**TASKS**:
1. In the comments on tabletop game rules, quote the stretch from "All baseless conjecture" through "(which otherwise fails)".
2. Answer these questions from the comments on tabletop game rules:
(a) In which game is movement measured from the squad leader?
(b) To what distance does one comment guess unit coherency is being reduced?
(c) Besides some psychic powers, what does one comment say LD currently matters for?

**DOCUMENT EXTRACT**:
◆ ◆ ◆ ◆
All baseless conjecture though…
All will be revealed soon I am sure =)
I like the mechanic of movement is measured from the squad leader in Star Wars Legions. It took a bit of getting used to coming from 40K, but it works so well. Granted, that game does not have 30+ model units, but it is such an easy and quick mechanic.
Let me guess: unit coherency is being reduced to 1” (or less?) and GW is hoping more of us buy their movement trays??
Reecius is clearly referring to the LD based Fall Back that you have to pass before doing that action (which otherwise fails)
that would be cool, I would like to see LD matter for more than the wonky morale phase and some psychic powers.
Does the requirement of having to “make” all charges refer to the distance in a straight line or being able to “theoretically” move your charging units into 1″ of everything you declared a charge against (around intervening enemy models, terrain, etc..).
I like the idea, but having to “theoryhammer” through 3-4 hypothetical charge moves towards the back you actually won’t do just to figure out if your charge to the front guys is successful sounds like it could potentially be the new “is this model under the blast-template”-debates.
◆ ◆ ◆ ◆
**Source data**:

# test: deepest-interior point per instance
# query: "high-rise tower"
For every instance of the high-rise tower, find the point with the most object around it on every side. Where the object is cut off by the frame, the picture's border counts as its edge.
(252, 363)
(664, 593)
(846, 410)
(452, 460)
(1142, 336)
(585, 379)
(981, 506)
◆ ◆ ◆ ◆
**SOLUTION SET**:
1.
All baseless conjecture though…
All will be revealed soon I am sure =)
I like the mechanic of movement is measured from the squad leader in Star Wars Legions. It took a bit of getting used to coming from 40K, but it works so well. Granted, that game does not have 30+ model units, but it is such an easy and quick mechanic.
Let me guess: unit coherency is being reduced to 1” (or less?) and GW is hoping more of us buy their movement trays??
Reecius is clearly referring to the LD based Fall Back that you have to pass before doing that action (which otherwise fails)

2.
(a) Star Wars Legions.
(b) 1" (or less).
(c) The morale phase.